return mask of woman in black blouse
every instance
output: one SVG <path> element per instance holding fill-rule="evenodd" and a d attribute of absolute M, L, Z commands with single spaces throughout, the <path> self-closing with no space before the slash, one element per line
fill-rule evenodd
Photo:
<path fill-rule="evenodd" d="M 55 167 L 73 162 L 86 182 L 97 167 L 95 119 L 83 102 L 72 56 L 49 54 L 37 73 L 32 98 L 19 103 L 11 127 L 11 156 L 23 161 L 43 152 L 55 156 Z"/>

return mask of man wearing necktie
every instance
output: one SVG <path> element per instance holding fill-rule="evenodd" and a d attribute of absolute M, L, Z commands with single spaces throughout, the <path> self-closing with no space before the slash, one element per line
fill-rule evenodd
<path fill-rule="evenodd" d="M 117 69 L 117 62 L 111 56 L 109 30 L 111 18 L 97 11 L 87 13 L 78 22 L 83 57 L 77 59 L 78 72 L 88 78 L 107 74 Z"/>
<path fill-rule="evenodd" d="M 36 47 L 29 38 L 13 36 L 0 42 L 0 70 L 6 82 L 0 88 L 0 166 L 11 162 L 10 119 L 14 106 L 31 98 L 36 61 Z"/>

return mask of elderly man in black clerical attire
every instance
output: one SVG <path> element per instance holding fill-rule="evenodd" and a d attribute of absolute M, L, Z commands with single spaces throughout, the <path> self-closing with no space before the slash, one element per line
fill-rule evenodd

**EXERCISE OBJECTIVE**
How many lines in the records contain the string "return"? Give the number by itself.

**RESPONSE AREA**
3